### Text block
═══

Studio album by Purr Machine
- Released: January 13, 2000
- Genre: Electro-industrial
- Length: 65:49
- Label: Re-Constriction
- Producer: Kevin Kipnis

Purr Machine chronology
| Speak Clearly (1999) | Ging Ging (2000) | Starry (2007) |

= Ging Ging =

Ging Ging is the debut studio album by Purr Machine, released on January 13, 2000, by Re-Constriction Records.

==Reception==

Steve Kurutz of Allmusic criticized Ging Ging for being "difficult album to listen to" that "create[s] a near impenetrable aural wall for listeners." Despite this, "he concluded that during the album's softer moments, "Regarding Mary" and "There's More" among them, the album does achieve moments of beauty." Aiding & Abetting praised Betsy Martin's performance and the band for drawing from a broad ranges of influences. Exclaim! critic Matt Mernagh gave it mixed review, saying "about the only thing Purr Machine won't do on their full-length debut is create a headache with their odd sounding goth electronica and fuzzy guitar."

═══

### Dataset rows
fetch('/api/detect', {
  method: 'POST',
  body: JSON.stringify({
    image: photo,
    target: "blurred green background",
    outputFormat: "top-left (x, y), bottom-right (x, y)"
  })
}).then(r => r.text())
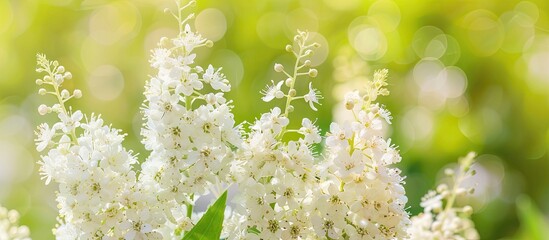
top-left (0, 0), bottom-right (549, 239)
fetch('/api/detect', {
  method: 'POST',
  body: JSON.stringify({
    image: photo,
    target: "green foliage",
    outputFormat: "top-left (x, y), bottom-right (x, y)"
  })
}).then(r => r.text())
top-left (183, 190), bottom-right (227, 240)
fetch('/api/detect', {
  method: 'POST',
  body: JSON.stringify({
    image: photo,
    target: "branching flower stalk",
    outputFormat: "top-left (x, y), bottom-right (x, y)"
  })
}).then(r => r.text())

═══

### Set task 1
In the Ging Ging album article, who is credited as producer?
### Set task 2
Write the next part of the article on the album Ging Ging, picking up after its final sentence.

### Written response 1
Kevin Kipnis

### Written response 2
Professional ratings
Review scores
| Source | Rating |
| AllMusic | Star |

==Track listing==

| No. | Title | Length |
|---|---|---|
| 1. | "The Moon and My Head Are Full" | 4:15 |
| 2. | "Regarding Mary" | 7:03 |
| 3. | "Speak Clearly" | 4:52 |
| 4. | "Darjeeling" | 2:51 |
| 5. | "Keep Calm" | 5:50 |
| 6. | "Perspicuous Minds" | 5:29 |
| 7. | "Circumstance" | 4:00 |
| 8. | "Phoebe" | 7:15 |
| 9. | "The Enormity of It All" | 5:51 |
| 10. | "Cerebellum" | 4:57 |
| 11. | "Anice" | 3:50 |
| 12. | "Send Me an Angel" (Real Life cover) | 4:58 |
| 13. | "There's More" | 4:38 |

==Personnel==
Adapted from the Ging Ging liner notes.

Purr Machine
- Kirk Hellie – guitar
- Kevin Kipnis – bass guitar, guitar, programming, production, mixing
- Betsy Martin – lead vocals, acoustic guitar, loops, noises

Additional performers
- Kevin Choby (as Monkey Boy) – vocals (6)
- Michael Ciravolo – guitar (11)
- Kevin Pinnt – drum programming (7)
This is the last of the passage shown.